» **Goal**
Can you quote exactly the stretch of lines from the one with "One point goes on every instance of the clump" through the final line of the material, both ends included?

Records
__________
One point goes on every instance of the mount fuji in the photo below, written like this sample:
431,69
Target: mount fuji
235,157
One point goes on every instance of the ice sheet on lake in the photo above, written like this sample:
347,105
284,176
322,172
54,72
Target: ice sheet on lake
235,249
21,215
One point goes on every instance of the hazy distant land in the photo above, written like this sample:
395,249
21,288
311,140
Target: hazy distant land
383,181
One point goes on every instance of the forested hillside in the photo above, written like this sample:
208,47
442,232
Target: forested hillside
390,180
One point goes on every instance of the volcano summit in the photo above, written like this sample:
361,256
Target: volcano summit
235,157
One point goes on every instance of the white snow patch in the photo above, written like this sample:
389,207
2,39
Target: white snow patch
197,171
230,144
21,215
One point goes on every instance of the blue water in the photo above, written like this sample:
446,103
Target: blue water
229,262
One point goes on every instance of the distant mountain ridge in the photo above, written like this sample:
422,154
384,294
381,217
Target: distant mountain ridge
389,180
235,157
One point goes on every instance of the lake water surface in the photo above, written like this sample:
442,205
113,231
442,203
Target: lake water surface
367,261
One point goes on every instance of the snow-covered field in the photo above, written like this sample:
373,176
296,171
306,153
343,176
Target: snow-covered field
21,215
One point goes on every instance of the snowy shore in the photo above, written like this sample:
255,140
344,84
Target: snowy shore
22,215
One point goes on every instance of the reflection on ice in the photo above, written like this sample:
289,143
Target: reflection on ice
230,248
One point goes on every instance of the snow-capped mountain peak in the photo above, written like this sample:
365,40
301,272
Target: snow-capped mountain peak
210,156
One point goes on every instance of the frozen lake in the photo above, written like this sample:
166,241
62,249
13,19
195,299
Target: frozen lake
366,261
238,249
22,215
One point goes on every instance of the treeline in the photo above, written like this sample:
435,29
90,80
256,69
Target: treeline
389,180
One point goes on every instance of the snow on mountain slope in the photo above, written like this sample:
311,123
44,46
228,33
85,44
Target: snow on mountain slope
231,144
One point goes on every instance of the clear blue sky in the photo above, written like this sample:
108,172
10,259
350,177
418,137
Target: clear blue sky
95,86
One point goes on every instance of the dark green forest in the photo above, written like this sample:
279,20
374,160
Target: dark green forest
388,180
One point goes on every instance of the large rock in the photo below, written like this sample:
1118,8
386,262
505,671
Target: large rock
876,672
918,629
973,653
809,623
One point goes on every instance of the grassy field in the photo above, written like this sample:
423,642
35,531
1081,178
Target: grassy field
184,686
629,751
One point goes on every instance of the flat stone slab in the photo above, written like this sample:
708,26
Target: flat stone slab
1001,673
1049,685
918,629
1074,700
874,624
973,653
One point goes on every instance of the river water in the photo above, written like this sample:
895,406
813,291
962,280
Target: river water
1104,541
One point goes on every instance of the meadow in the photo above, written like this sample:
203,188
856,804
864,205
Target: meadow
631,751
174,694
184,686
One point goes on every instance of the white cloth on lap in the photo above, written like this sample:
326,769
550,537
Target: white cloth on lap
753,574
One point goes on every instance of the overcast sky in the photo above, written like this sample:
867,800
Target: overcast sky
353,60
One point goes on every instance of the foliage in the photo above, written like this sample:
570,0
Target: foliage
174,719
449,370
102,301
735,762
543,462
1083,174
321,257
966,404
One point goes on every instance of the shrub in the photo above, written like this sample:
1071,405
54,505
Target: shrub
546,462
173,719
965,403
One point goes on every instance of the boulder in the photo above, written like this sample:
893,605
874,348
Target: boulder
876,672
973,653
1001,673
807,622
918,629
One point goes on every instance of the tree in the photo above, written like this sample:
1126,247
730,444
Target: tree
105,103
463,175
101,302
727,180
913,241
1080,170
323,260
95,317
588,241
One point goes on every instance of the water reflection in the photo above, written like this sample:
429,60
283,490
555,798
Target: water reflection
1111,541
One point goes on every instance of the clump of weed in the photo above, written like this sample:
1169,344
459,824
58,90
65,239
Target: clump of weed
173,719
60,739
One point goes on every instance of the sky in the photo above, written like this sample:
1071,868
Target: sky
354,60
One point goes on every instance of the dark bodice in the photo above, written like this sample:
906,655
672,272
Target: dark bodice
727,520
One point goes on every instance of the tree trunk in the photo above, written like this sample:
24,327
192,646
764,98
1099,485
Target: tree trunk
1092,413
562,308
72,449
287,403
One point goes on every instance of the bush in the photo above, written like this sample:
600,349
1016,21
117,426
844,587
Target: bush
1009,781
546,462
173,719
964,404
__________
» **Exercise output**
One point goes on every instance of the clump of weed in the photo above, written like this sample:
1169,344
459,824
58,90
65,239
Target: clump of weed
173,719
60,739
One point goes on every instance of the sky in the photo above, written like this sample:
1071,868
Target: sky
354,60
One point goes on every instance of the dark bodice in the photo above, written like this sample:
906,655
672,272
Target: dark bodice
727,520
One point goes on every instance of the tree trunk in the photo above, written like this sample:
24,327
192,646
764,98
1099,485
Target: tree trunk
1092,413
562,308
72,449
287,403
One point goes on every instance of the bush in the photo above, written like this sample:
600,349
1016,21
117,426
844,587
Target: bush
1009,781
546,462
173,719
964,404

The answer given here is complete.